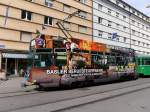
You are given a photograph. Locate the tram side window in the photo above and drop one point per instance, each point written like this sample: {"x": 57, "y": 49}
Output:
{"x": 99, "y": 61}
{"x": 119, "y": 60}
{"x": 147, "y": 61}
{"x": 43, "y": 60}
{"x": 139, "y": 62}
{"x": 111, "y": 60}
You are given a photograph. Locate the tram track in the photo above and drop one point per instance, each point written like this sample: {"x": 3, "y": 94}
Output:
{"x": 81, "y": 96}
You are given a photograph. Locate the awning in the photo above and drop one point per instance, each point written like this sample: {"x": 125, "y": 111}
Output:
{"x": 16, "y": 56}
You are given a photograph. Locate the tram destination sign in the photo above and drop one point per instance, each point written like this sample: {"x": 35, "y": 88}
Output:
{"x": 77, "y": 72}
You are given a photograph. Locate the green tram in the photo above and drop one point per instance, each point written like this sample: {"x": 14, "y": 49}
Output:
{"x": 143, "y": 65}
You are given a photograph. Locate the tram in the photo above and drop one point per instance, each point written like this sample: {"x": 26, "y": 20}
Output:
{"x": 143, "y": 65}
{"x": 57, "y": 62}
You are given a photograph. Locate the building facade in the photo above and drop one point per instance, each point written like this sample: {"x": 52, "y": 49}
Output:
{"x": 20, "y": 19}
{"x": 116, "y": 23}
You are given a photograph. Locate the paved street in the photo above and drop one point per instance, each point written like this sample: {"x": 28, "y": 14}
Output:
{"x": 123, "y": 94}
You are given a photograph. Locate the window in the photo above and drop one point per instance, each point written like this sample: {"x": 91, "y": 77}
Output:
{"x": 134, "y": 42}
{"x": 109, "y": 23}
{"x": 133, "y": 32}
{"x": 30, "y": 0}
{"x": 82, "y": 29}
{"x": 82, "y": 14}
{"x": 66, "y": 8}
{"x": 143, "y": 35}
{"x": 100, "y": 33}
{"x": 25, "y": 36}
{"x": 117, "y": 2}
{"x": 109, "y": 11}
{"x": 117, "y": 26}
{"x": 147, "y": 36}
{"x": 124, "y": 39}
{"x": 138, "y": 33}
{"x": 139, "y": 42}
{"x": 82, "y": 1}
{"x": 26, "y": 15}
{"x": 109, "y": 35}
{"x": 124, "y": 6}
{"x": 99, "y": 20}
{"x": 133, "y": 21}
{"x": 147, "y": 45}
{"x": 49, "y": 3}
{"x": 124, "y": 17}
{"x": 100, "y": 7}
{"x": 48, "y": 20}
{"x": 142, "y": 26}
{"x": 124, "y": 28}
{"x": 66, "y": 25}
{"x": 117, "y": 14}
{"x": 133, "y": 11}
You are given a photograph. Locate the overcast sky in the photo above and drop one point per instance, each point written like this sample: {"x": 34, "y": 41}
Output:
{"x": 140, "y": 5}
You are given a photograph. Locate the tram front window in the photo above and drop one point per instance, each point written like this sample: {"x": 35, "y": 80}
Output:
{"x": 43, "y": 60}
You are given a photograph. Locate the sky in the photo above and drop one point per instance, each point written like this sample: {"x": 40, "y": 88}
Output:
{"x": 140, "y": 5}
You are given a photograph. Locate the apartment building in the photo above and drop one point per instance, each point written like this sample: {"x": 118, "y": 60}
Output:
{"x": 117, "y": 23}
{"x": 20, "y": 19}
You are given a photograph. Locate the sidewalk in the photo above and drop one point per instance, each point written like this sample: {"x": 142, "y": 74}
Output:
{"x": 12, "y": 85}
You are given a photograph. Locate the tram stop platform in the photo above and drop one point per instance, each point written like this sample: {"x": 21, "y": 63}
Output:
{"x": 12, "y": 85}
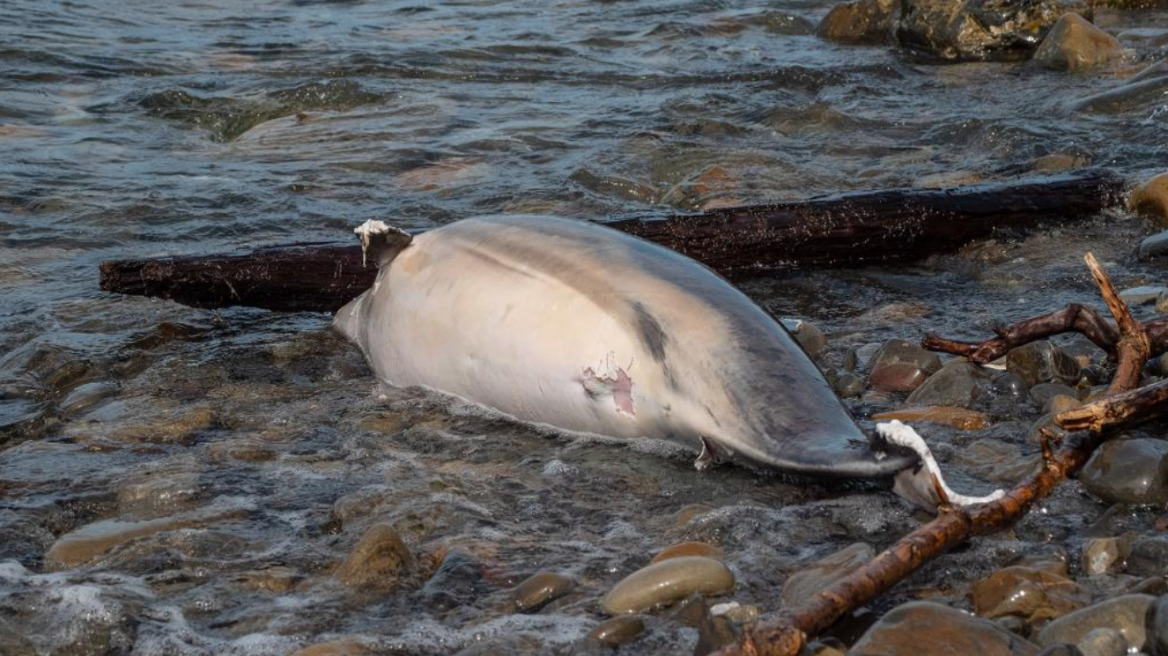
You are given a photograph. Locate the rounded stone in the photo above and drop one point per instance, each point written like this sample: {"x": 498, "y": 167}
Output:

Goal
Lay out every line of the data above as a Markdown table with the columns Row and Data line, numbering the rows in order. Skip blank lines and leave the pictures out.

Finished exercise
| Row | Data line |
|---|---|
| 1 | You are given a photograph. Locate the tram side window in the photo above and drop one point per instance, each point written like this sample: {"x": 57, "y": 49} |
| 2 | Output: |
| 3 | {"x": 99, "y": 61} |
| 4 | {"x": 119, "y": 60} |
| 5 | {"x": 147, "y": 61} |
| 6 | {"x": 43, "y": 60} |
| 7 | {"x": 139, "y": 62} |
| 8 | {"x": 111, "y": 60} |
| 9 | You are given a photograph. Locate the tram track in the photo above and drop one point per instance, each point written like this sample: {"x": 3, "y": 94} |
| 10 | Output: |
| 11 | {"x": 81, "y": 96} |
| 12 | You are given a photograph. Locate the awning in the photo above and drop one point per instance, each point written like this sample: {"x": 125, "y": 111} |
| 13 | Output: |
| 14 | {"x": 16, "y": 56} |
| 15 | You are given a photograph. Locate the tram destination sign in the photo above and drop one point per instance, each point written like this sample: {"x": 35, "y": 88} |
| 16 | Output: |
| 17 | {"x": 77, "y": 72} |
| 18 | You are given a photograph. Locate the green tram in the photo above and drop one point per instance, each point written like this sample: {"x": 14, "y": 49} |
| 19 | Output: |
| 20 | {"x": 143, "y": 65} |
| 21 | You are given a photograph. Locate the tram in the photo above and drop one point per instance, each point written like this sample: {"x": 26, "y": 20} |
| 22 | Output: |
| 23 | {"x": 143, "y": 65} |
| 24 | {"x": 57, "y": 62} |
| 25 | You are given a photograph. Locate the building facade in the photo above and drop one point per instance, each point written like this sample: {"x": 52, "y": 49} |
| 26 | Output: |
| 27 | {"x": 20, "y": 19} |
| 28 | {"x": 116, "y": 23} |
| 29 | You are given a photograph. Locate the paved street in the photo above and drop one point per instance, each point written like this sample: {"x": 28, "y": 14} |
| 30 | Output: |
| 31 | {"x": 123, "y": 94} |
| 32 | You are given a photograph. Locate the window in the photo above and drop one point per instance, each point written like this sample: {"x": 91, "y": 77} |
| 33 | Output: |
| 34 | {"x": 134, "y": 42} |
| 35 | {"x": 109, "y": 23} |
| 36 | {"x": 133, "y": 32} |
| 37 | {"x": 30, "y": 0} |
| 38 | {"x": 82, "y": 29} |
| 39 | {"x": 82, "y": 14} |
| 40 | {"x": 66, "y": 8} |
| 41 | {"x": 143, "y": 35} |
| 42 | {"x": 100, "y": 33} |
| 43 | {"x": 25, "y": 36} |
| 44 | {"x": 117, "y": 2} |
| 45 | {"x": 109, "y": 11} |
| 46 | {"x": 117, "y": 26} |
| 47 | {"x": 147, "y": 36} |
| 48 | {"x": 124, "y": 39} |
| 49 | {"x": 138, "y": 33} |
| 50 | {"x": 139, "y": 42} |
| 51 | {"x": 82, "y": 1} |
| 52 | {"x": 26, "y": 15} |
| 53 | {"x": 109, "y": 35} |
| 54 | {"x": 124, "y": 6} |
| 55 | {"x": 99, "y": 20} |
| 56 | {"x": 133, "y": 21} |
| 57 | {"x": 147, "y": 45} |
| 58 | {"x": 49, "y": 3} |
| 59 | {"x": 124, "y": 17} |
| 60 | {"x": 100, "y": 7} |
| 61 | {"x": 48, "y": 20} |
| 62 | {"x": 142, "y": 26} |
| 63 | {"x": 124, "y": 28} |
| 64 | {"x": 66, "y": 25} |
| 65 | {"x": 117, "y": 14} |
| 66 | {"x": 133, "y": 11} |
| 67 | You are given a photograph. Locate the overcast sky in the photo above and drop one point per instance, each point written like this sample: {"x": 34, "y": 41} |
| 68 | Output: |
| 69 | {"x": 140, "y": 5} |
| 70 | You are given a photograph. Locate the tram front window in the photo above and drop one point per instance, each point written like this sample: {"x": 35, "y": 80} |
| 71 | Output: |
| 72 | {"x": 43, "y": 60} |
| 73 | You are given a photograph. Locate the sky in the photo above and drop one point per instance, each point written like this sample: {"x": 40, "y": 88} |
| 74 | Output: |
| 75 | {"x": 140, "y": 5} |
| 76 | You are given a photograph. Locate the apartment building in the photo above and drop one point per instance, each point written like this sample: {"x": 118, "y": 60} |
| 77 | Output: |
| 78 | {"x": 117, "y": 23} |
| 79 | {"x": 20, "y": 19} |
| 80 | You are given a photograph. Locate the sidewalk in the photo above and drop one point per instance, each point written like this sample: {"x": 142, "y": 74} |
| 81 | Output: |
| 82 | {"x": 12, "y": 85} |
| 83 | You are given a photograph. Locate the tram stop platform in the photo above and drop one point per instance, each point written like this sample: {"x": 21, "y": 63} |
| 84 | Output: |
| 85 | {"x": 12, "y": 85} |
| 86 | You are given a photograph. Locate the rounded stone in the photo above and drop one point per instance, each point written like this sample: {"x": 498, "y": 167} |
| 87 | Output: |